Tekst do czytania:
==================================================
# version bump

## Xywa

Witam serdecznie,

Mam pytanie do znawców. Gdzieś słyszałem że jak nie ma jakiegoś programu w portage albo jak jest potrzeba na nową wersję, to można głosowąć gdzieś na bugliscie, żeby developerzy widzieli że jest większa grupa zainteresowana tematem. Jak to zrobić?

----------

## Pryka

Zakładasz zwykłego buga na bugzilli i opisujesz o co chodzi.

----------

## Xywa

 *Pryka wrote:*   

> Zakładasz zwykłego buga na bugzilli i opisujesz o co chodzi.

 

Chodzi mi to, że jeżeli taki bump request już istnieje, żeby pokazać że jest większa grupaz zainteresowana tematem a nie tylko osoba zkładająca post. Wiem że kiedyś zachęcano do tego żeby głosować żeby handbrake było w głownej gałęzi portage.

Nie wem czy to chodzi o ten vote w Importance?	

https://bugs.gentoo.org/show_bug.cgi?id=454378

----------

## Pryka

Tak o to chodzi, ewentualnie możesz się dodać do listy CC po prawej stronie, to też mniej więcej pokazuje jakie jest zainteresowanie problemem.

----------
==================================================
Dane:
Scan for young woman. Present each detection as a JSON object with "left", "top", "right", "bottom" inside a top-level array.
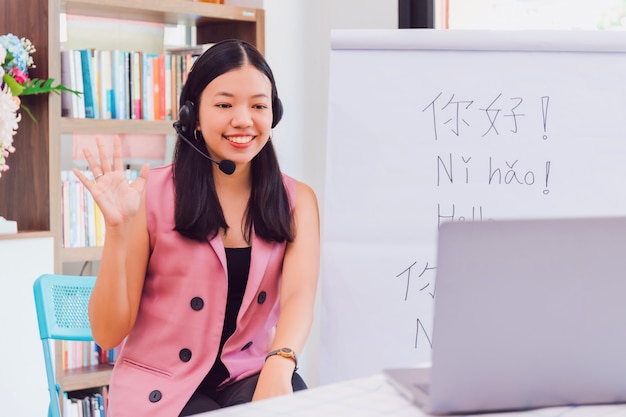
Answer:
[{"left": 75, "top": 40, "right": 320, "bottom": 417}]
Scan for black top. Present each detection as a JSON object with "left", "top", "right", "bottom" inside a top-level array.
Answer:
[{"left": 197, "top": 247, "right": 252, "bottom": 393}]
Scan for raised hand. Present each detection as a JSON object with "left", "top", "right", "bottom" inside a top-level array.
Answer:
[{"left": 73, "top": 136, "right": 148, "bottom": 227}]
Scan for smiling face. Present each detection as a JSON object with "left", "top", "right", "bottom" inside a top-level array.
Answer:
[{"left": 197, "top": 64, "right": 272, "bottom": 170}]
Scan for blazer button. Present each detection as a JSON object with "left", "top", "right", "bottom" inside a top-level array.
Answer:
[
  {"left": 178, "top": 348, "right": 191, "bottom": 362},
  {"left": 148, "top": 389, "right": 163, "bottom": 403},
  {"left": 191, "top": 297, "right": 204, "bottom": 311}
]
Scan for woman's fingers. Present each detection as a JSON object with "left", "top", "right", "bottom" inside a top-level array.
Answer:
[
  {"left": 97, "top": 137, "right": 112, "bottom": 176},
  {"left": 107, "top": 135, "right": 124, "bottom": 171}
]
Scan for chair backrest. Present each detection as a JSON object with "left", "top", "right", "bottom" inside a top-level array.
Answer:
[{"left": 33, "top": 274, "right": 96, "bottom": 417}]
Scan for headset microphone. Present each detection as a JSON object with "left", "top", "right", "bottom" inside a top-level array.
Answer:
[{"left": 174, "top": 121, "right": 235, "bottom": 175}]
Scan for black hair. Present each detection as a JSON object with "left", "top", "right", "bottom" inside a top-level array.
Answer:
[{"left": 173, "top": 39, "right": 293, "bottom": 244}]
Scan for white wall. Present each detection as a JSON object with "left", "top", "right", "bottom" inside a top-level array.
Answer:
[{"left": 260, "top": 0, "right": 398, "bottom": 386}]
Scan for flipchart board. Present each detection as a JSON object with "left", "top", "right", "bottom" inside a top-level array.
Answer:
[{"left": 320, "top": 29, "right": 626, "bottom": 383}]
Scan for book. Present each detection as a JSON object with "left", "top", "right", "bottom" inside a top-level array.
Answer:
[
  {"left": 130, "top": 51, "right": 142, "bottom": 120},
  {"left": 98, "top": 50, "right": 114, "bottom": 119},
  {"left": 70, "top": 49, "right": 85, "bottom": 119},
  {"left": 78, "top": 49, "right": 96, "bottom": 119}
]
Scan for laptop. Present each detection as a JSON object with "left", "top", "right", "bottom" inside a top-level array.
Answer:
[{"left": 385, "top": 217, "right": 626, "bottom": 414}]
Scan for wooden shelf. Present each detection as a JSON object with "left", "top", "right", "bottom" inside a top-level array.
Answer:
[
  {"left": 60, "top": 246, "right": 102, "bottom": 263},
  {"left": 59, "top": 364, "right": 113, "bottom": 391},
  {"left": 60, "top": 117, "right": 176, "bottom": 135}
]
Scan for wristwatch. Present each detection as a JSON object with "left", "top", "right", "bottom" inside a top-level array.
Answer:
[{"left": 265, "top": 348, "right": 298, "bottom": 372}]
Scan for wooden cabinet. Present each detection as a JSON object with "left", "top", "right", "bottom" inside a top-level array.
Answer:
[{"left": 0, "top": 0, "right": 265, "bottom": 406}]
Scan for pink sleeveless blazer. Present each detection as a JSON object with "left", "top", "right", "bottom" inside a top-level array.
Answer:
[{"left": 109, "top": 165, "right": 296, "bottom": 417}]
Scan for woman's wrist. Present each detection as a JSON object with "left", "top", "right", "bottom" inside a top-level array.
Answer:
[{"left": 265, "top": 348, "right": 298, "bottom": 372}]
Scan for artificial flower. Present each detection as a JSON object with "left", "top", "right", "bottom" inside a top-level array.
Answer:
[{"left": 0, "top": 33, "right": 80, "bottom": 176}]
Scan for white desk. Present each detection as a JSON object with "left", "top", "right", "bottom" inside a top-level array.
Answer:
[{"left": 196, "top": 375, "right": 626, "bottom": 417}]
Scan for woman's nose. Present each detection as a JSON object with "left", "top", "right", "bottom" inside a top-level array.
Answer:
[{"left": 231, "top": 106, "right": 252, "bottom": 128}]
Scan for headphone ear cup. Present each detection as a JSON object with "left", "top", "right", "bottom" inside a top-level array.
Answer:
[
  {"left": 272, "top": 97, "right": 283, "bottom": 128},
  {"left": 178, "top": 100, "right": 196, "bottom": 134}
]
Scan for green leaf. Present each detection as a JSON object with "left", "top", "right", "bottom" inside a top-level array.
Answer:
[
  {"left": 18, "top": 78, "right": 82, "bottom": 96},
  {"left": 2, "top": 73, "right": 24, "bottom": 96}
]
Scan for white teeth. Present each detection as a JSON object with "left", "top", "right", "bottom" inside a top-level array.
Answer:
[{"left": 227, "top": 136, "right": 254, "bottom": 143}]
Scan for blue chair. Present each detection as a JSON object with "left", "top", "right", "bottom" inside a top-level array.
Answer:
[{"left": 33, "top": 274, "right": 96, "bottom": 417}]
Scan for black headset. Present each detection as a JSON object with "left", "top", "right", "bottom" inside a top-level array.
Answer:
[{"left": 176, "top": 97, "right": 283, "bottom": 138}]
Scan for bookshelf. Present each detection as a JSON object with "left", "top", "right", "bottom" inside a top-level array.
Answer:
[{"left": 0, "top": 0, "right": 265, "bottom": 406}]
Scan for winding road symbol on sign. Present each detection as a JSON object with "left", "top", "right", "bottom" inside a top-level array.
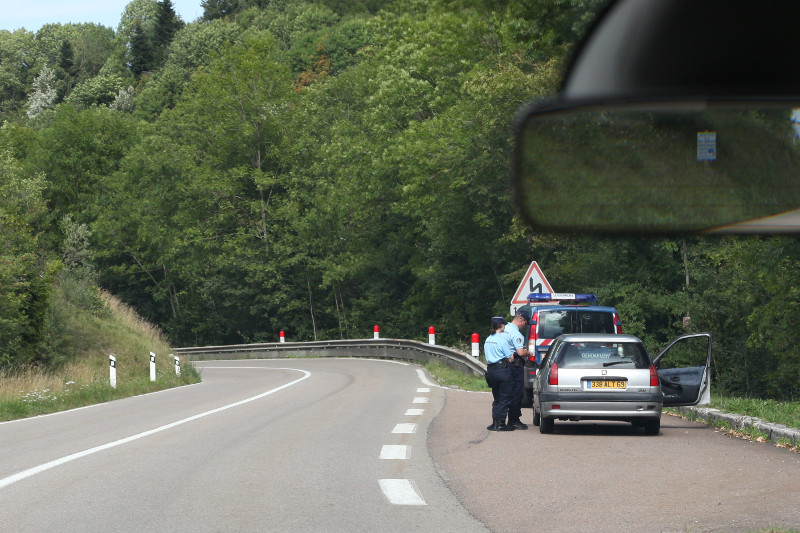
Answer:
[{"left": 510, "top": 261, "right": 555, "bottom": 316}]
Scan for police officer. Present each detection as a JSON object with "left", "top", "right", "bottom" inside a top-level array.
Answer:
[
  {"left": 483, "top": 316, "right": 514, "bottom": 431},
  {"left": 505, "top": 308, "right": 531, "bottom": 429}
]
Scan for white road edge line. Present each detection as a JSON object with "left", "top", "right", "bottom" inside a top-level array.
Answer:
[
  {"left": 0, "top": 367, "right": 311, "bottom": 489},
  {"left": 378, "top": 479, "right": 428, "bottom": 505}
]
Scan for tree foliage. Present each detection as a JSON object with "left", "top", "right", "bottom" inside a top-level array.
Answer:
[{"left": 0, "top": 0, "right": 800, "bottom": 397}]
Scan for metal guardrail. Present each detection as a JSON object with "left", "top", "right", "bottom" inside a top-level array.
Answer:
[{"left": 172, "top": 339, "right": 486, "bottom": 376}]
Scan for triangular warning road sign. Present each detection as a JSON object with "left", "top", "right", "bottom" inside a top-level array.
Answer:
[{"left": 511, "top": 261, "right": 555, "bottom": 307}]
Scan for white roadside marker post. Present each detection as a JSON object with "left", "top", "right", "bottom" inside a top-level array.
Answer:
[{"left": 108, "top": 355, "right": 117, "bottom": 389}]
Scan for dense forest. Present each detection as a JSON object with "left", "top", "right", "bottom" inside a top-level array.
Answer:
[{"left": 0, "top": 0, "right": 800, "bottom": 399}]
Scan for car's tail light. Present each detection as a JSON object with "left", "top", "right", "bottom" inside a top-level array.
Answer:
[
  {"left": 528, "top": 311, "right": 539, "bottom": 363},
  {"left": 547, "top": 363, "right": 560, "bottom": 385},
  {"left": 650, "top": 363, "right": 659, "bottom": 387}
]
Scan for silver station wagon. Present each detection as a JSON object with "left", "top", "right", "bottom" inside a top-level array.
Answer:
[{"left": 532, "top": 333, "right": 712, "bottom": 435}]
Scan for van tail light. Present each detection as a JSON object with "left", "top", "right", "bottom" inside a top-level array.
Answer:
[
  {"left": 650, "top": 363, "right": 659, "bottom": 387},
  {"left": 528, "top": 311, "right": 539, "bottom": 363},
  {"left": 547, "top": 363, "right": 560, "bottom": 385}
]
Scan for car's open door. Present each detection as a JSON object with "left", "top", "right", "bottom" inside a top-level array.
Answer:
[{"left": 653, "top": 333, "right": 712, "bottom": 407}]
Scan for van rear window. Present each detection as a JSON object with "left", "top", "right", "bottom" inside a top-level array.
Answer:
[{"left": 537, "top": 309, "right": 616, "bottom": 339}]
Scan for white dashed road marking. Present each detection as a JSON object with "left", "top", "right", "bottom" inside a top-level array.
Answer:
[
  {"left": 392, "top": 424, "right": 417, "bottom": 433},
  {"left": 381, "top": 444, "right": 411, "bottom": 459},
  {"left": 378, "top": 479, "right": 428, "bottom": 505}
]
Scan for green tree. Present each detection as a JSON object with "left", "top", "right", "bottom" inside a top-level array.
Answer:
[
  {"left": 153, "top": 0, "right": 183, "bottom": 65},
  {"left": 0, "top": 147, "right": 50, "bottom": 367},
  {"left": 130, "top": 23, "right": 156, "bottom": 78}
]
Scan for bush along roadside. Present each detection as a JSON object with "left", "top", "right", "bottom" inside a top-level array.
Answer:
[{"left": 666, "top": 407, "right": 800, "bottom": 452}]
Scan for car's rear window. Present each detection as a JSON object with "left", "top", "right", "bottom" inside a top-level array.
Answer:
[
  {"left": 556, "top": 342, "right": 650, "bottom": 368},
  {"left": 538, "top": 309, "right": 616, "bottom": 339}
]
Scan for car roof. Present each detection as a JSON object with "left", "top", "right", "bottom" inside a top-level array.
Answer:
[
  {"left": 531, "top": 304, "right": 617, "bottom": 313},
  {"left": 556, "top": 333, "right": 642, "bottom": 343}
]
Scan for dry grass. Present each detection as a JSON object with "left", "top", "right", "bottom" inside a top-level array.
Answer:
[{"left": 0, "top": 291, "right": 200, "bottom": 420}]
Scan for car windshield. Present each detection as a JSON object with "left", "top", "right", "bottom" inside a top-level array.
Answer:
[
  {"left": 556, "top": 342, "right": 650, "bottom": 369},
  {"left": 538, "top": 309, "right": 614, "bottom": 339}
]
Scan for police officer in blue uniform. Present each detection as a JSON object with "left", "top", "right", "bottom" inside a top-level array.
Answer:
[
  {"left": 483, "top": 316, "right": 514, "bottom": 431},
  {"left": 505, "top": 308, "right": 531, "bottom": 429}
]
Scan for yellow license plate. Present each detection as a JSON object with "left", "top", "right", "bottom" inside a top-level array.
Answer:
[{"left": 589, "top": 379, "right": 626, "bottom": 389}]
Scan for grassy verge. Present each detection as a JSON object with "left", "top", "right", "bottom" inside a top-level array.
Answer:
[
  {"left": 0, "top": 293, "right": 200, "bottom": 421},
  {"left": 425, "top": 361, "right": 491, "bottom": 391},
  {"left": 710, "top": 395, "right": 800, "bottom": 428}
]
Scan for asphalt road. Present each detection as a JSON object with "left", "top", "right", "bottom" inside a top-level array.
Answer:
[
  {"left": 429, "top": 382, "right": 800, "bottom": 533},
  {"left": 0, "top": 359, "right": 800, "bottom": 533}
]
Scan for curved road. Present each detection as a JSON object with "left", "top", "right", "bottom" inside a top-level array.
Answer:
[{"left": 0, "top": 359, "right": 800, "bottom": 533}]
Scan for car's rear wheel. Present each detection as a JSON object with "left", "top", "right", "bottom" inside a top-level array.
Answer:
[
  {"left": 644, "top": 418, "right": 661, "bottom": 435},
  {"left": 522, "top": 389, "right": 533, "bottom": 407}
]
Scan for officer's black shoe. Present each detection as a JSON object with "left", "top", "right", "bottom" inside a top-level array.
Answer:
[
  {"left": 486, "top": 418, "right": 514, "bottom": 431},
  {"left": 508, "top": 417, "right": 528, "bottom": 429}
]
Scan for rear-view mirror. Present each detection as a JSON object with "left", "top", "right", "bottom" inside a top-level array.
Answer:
==================================================
Zadania do wykonania:
A - Odpowiedz krótko na pytania dotyczące wątku z forum.
(i) Co według pierwszej odpowiedzi należy zrobić na bugzilli?
(ii) Za umieszczeniem jakiego programu w głównej gałęzi portage kiedyś zachęcano głosować?
(iii) Do jakiej listy można się dodać, żeby pokazać zainteresowanie problemem?
B - Przepisz wiernie fragment wątku z forum od „Chodzi mi to, że” do „vote w Importance?”, łącznie z tymi słowami.
Dane pochodzą z innego źródła niż wątek z forum.

Zestaw odpowiedzi:
A -
(i) Założyć zwykłego buga i opisać, o co chodzi.
(ii) Handbrake.
(iii) Do listy CC po prawej stronie.

B -
Chodzi mi to, że jeżeli taki bump request już istnieje, żeby pokazać że jest większa grupaz zainteresowana tematem a nie tylko osoba zkładająca post. Wiem że kiedyś zachęcano do tego żeby głosować żeby handbrake było w głownej gałęzi portage.

Nie wem czy to chodzi o ten vote w Importance?